■ **Passage provided**:

+---+

MT: In the book, you pull no punches in your criticisms of the CIA. You describe it as a top-heavy, inefficient, risk-averse, hidebound bureaucracy that, ten years after 9/11, is still more obsessed with protecting its own turf than correcting the intelligence mistakes that led up to the attacks of that morning. If you were made CIA Director, how would you transform the agency?

BT: In Full Black I also state that the CIA is filled with many absolutely remarkable, patriotic men and women who are being stymied by the bureaucracy and lack of leadership. Not one single head rolled at Langley after 9/11 and I think that says a lot about the problems there.

If I was made DCI – the first thing I would do is have a meeting with former DCI, Porter Goss. Mr. Goss had been sent in with a mandate to clean up the CIA and clear out all of the “deadwood.” Mr. Goss’s tenure at the Agency was short-lived. I have to imagine he could probably offer a lot of suggestions on how he might go at things differently today if he was given another crack at the broken culture at Langley.

The bottom line is that the CIA is a cold-war era relic that needs to be figuratively burned to the ground and rebuilt. If I was the architect of that rebuilding, I’d design the CIA’s replacement in the style of its precursor, the OSS. I would keep the great, patriotic Americans of the CIA who value protecting their country above protecting their backsides and I’d dump everyone else. We need intelligence people who are focused on the next threat, not the next promotion – and we need to provide them with a culture in which they and the nation can succeed.

+---+

■ **Raw data**:
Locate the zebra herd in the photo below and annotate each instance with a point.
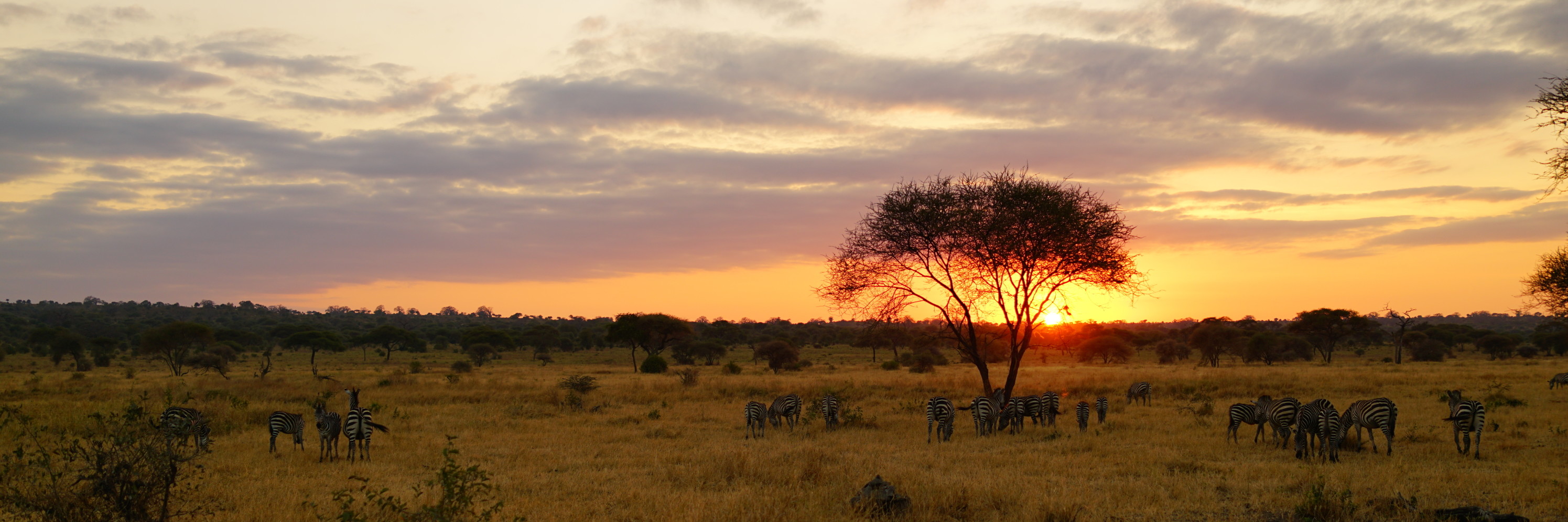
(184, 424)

+---+

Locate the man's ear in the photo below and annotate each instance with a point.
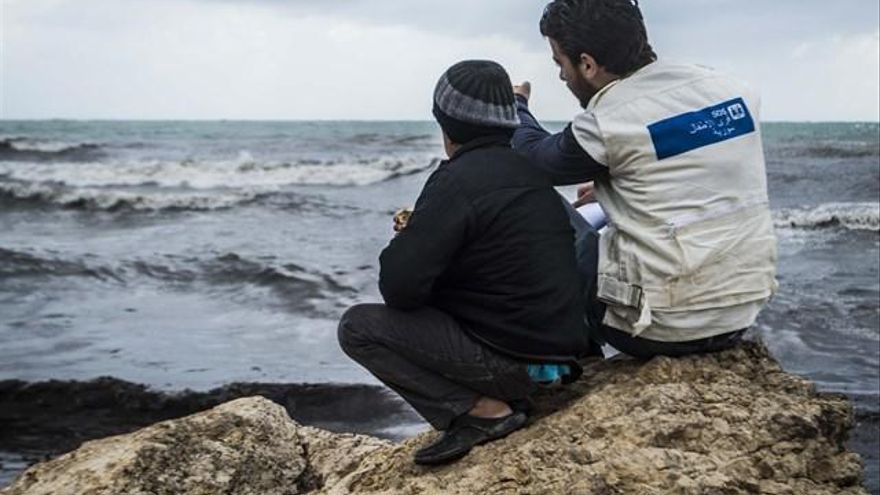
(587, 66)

+---+

■ **Short problem 1**:
In the interview about the CIA above, condense the paragraph beginning "The bottom line is that" into a short bulleted list that keeps its main points.
■ **Short problem 2**:
From the interview about the CIA, quote the passage from "If I was made" up to and including "culture at Langley.".

■ **Task solution 1**:
- The CIA is a Cold War-era relic that should be figuratively burned to the ground and rebuilt.
- Its replacement would be modeled on its precursor, the OSS.
- Patriotic staff who put protecting the country above protecting themselves would stay, and everyone else would go.
- Intelligence staff should focus on the next threat, not the next promotion, and should work in a culture where they and the nation can succeed.

■ **Task solution 2**:
If I was made DCI – the first thing I would do is have a meeting with former DCI, Porter Goss. Mr. Goss had been sent in with a mandate to clean up the CIA and clear out all of the “deadwood.” Mr. Goss’s tenure at the Agency was short-lived. I have to imagine he could probably offer a lot of suggestions on how he might go at things differently today if he was given another crack at the broken culture at Langley.